*** Recorded information
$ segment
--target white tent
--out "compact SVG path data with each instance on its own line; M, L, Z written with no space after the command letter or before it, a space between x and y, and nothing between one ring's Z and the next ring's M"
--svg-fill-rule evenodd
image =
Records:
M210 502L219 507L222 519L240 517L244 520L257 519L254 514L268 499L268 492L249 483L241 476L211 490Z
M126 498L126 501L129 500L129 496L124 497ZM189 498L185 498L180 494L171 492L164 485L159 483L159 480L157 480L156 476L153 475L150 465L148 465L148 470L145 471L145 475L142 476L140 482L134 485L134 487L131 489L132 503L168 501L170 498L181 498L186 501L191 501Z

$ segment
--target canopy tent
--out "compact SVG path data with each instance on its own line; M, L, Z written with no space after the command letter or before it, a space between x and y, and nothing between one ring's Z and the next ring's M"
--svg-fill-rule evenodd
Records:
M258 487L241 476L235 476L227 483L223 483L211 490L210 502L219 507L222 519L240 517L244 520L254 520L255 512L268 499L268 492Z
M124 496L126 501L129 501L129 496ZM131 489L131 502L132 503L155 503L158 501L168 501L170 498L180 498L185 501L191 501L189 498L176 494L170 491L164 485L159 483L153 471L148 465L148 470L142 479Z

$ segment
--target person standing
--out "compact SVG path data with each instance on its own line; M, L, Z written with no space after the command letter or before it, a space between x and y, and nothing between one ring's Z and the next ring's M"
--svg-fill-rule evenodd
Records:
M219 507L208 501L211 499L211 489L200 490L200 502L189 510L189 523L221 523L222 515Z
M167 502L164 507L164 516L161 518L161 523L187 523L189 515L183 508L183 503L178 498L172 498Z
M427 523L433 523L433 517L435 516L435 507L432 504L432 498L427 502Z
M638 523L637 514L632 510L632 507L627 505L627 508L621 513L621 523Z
******
Goal of the exercise = Could you say how many lines in the data above contain "tent"? Reply with the number alone.

Expected answer = 2